(Labeled outline entries)
+--

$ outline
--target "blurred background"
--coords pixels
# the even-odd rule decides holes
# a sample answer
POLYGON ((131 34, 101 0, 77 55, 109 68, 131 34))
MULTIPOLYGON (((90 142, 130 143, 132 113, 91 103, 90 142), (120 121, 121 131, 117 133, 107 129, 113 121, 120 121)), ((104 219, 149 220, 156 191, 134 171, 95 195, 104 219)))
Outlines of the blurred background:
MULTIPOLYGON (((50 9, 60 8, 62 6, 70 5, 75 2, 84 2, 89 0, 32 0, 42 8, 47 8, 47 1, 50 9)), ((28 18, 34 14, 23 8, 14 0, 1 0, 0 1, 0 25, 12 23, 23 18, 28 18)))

+--

Instruction :: Please reproduce all of the data above verbatim, keeping every line and character unchanged.

Full answer ::
$ outline
--target "blurred background"
--coords pixels
# the even-odd rule decides holes
# a sample answer
POLYGON ((131 34, 101 0, 77 55, 109 68, 131 34))
MULTIPOLYGON (((90 142, 130 143, 132 113, 91 103, 90 142), (120 121, 121 131, 117 133, 107 129, 113 121, 120 121)), ((104 219, 149 220, 156 191, 134 171, 95 195, 104 219)))
Outlines of the blurred background:
MULTIPOLYGON (((50 9, 60 8, 62 6, 70 5, 75 2, 84 2, 89 0, 32 0, 42 8, 47 8, 47 1, 50 9)), ((28 18, 34 14, 23 8, 14 0, 1 0, 0 1, 0 25, 12 23, 23 18, 28 18)))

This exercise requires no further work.